Een mysterieuze verdwijning van een
jonge vrouw, de radeloosheid van haar vriend Rex - die er zelfs jaren later nog
steeds niet in slaagt de herinnering aan haar los te laten - en een man die
minutieus een gruwelijke misdaad voorbereidt, simpelweg omdat de gedachte bij
hem is opgekomen: meer had Tim Krabbé niet nodig om een van de meest intrigerende
boeken in zijn soort te schrijven.

> OPDRACHT 1:
Beantwoord aan de hand van de tekst over de verdwijning de volgende vragen.
(a) Hoe heet de vriend van de jonge vrouw?
(b) Om welke reden bereidt de man de misdaad voor?
(c) Welke schrijver noemt de tekst?
> OPDRACHT 2:
Schrijf de tekst over de verdwijning verder, aansluitend op de laatste zin.
De items hieronder vormen los materiaal en horen niet bij de tekst over de verdwijning.

> ITEMFRAGMENTEN:
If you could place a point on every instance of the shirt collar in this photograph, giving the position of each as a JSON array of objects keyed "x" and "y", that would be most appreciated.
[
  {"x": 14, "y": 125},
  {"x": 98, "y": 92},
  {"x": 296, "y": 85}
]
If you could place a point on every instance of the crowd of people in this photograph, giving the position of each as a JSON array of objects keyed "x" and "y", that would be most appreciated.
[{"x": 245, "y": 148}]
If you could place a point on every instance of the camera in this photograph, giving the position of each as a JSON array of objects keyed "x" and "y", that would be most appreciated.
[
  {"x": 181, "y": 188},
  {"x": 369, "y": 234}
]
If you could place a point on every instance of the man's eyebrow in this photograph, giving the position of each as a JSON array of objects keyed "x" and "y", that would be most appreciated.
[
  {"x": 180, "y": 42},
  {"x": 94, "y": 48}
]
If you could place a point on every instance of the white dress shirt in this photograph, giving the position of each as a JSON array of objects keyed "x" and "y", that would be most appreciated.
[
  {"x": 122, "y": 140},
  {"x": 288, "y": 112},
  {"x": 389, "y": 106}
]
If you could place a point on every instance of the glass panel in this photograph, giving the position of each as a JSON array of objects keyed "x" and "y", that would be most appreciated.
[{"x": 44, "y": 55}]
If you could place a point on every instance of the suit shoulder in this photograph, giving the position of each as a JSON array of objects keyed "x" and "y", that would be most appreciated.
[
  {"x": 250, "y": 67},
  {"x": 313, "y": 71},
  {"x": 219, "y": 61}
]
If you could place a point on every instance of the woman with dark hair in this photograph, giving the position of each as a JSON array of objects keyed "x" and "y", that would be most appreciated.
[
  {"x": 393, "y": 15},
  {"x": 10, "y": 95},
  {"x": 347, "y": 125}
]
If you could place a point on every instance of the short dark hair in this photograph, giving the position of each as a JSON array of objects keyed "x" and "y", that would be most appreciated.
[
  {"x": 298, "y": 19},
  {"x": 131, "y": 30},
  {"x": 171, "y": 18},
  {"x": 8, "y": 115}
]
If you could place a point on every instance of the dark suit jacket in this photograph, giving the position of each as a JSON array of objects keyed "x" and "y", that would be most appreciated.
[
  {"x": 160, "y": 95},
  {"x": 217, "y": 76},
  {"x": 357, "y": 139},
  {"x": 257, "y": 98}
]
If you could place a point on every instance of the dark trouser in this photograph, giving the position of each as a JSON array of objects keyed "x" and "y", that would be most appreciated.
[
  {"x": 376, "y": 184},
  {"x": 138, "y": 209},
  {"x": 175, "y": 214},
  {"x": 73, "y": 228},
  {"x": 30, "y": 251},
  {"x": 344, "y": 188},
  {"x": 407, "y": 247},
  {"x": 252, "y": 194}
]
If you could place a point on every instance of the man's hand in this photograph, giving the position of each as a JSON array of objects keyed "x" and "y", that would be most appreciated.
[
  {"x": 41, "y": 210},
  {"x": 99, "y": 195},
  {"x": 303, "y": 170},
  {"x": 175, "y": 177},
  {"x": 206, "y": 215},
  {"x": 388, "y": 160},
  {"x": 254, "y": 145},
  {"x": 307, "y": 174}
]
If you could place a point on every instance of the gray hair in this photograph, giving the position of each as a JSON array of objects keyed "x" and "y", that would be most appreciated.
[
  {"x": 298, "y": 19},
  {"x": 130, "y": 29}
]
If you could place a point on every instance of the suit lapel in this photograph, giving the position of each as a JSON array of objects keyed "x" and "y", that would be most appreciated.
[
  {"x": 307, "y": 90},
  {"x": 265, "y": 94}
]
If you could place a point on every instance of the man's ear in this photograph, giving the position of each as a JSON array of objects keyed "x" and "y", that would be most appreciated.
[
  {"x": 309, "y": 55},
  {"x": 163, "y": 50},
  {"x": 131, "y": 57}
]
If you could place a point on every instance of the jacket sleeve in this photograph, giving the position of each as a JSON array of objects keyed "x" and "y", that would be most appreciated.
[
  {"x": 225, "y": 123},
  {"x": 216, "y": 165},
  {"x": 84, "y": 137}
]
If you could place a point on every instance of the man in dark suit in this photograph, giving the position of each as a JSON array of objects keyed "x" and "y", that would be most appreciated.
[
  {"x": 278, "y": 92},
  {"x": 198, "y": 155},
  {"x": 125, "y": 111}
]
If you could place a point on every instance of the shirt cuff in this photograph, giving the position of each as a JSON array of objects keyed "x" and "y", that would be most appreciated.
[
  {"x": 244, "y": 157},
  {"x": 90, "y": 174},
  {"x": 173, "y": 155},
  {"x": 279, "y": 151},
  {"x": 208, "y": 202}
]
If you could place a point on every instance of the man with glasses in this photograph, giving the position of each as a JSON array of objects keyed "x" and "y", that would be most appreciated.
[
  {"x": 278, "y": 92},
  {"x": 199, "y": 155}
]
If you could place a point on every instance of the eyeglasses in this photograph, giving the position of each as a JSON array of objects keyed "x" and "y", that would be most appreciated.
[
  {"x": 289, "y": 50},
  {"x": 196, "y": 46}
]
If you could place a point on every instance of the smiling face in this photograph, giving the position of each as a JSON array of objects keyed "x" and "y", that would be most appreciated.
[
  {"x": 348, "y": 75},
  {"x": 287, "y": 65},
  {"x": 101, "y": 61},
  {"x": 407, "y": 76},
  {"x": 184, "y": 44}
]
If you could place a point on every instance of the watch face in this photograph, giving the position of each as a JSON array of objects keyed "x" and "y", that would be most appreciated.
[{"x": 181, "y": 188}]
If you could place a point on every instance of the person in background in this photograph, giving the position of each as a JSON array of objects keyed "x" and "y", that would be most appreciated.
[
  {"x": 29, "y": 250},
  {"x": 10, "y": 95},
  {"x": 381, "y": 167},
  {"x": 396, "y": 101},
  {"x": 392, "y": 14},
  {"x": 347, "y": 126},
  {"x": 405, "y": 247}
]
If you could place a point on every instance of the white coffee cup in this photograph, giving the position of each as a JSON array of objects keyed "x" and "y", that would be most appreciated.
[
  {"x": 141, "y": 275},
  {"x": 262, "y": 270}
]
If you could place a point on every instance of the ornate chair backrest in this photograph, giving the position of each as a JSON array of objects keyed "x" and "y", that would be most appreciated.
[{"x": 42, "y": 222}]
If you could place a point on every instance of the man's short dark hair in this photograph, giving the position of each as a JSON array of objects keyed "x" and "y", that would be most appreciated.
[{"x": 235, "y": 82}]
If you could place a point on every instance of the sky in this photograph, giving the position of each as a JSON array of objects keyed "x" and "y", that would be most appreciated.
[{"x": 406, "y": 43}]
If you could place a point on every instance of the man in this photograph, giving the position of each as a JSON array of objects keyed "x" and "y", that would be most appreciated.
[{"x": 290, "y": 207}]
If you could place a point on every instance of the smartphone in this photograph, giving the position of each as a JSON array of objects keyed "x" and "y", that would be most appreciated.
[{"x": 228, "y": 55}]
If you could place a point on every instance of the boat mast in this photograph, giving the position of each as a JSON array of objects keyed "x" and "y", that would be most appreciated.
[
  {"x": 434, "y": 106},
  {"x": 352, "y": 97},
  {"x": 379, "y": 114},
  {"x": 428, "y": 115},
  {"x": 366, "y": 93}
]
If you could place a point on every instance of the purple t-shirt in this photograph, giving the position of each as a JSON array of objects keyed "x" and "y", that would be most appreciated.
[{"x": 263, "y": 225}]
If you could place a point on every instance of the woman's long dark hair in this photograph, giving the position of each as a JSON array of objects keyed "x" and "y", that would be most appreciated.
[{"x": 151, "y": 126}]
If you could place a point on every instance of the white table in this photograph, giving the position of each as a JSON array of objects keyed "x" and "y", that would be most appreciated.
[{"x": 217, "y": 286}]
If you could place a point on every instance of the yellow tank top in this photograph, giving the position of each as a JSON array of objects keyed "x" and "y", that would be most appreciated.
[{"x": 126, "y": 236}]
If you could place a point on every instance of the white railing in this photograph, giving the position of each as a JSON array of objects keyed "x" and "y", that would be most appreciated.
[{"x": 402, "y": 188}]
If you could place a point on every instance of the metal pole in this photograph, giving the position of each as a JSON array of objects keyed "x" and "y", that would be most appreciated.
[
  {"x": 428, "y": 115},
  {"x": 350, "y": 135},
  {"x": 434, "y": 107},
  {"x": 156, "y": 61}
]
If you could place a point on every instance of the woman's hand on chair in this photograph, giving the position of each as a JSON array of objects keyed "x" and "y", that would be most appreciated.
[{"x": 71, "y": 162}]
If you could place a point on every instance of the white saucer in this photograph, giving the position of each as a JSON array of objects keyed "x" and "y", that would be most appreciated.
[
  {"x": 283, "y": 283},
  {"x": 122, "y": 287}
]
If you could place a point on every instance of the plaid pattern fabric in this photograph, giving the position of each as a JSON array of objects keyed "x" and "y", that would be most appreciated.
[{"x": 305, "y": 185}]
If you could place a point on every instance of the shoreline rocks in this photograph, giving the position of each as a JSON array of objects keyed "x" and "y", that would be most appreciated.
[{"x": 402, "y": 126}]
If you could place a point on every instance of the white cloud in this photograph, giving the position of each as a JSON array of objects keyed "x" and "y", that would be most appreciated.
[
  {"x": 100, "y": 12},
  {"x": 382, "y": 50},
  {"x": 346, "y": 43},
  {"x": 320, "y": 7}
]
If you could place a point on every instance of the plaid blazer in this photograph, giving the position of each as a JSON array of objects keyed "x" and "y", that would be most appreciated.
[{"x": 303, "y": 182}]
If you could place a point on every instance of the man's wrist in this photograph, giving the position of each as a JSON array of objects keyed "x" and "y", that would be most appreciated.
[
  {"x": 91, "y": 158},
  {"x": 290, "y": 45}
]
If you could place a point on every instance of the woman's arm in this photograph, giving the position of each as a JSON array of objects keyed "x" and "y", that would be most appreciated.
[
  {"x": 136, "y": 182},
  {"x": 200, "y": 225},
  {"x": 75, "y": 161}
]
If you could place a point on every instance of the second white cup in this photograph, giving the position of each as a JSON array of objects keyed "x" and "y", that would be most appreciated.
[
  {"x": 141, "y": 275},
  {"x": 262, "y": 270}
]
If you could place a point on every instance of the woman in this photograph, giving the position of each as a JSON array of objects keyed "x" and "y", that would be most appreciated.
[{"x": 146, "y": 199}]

> ANTWOORD 1:
(a) Rex.
(b) Simpelweg omdat de gedachte bij hem is opgekomen.
(c) Tim Krabbé.

> ANTWOORD 2:
Het verhaal begint wanneer het hoofdpersonage, Rex Hofman, en zijn vriendin Saskia op weg zijn naar hun vakantiehuisje in Zuid-Frankrijk. De toon is aanvankelijk licht, maar al gauw worden de kleine, onderhuidse spanningen in hun relatie duidelijk. Saskia maakt tijdens een rustmoment bij een tankstation gebruik om even naar het toilet te gaan, maar keert niet terug. Waar Rex ook zoekt, ze blijft onvindbaar. Jaren later is Rex op vakantie in Italië, met zijn nieuwe vriendin Lieneke. Maar nog steeds hangt Saskia's verdwijning als een zwarte sluier over hem. Rex probeert nog steeds uit alle macht te begrijpen wat er toen gebeurd is en start zelfs een advertentiecampagne in de Franse media.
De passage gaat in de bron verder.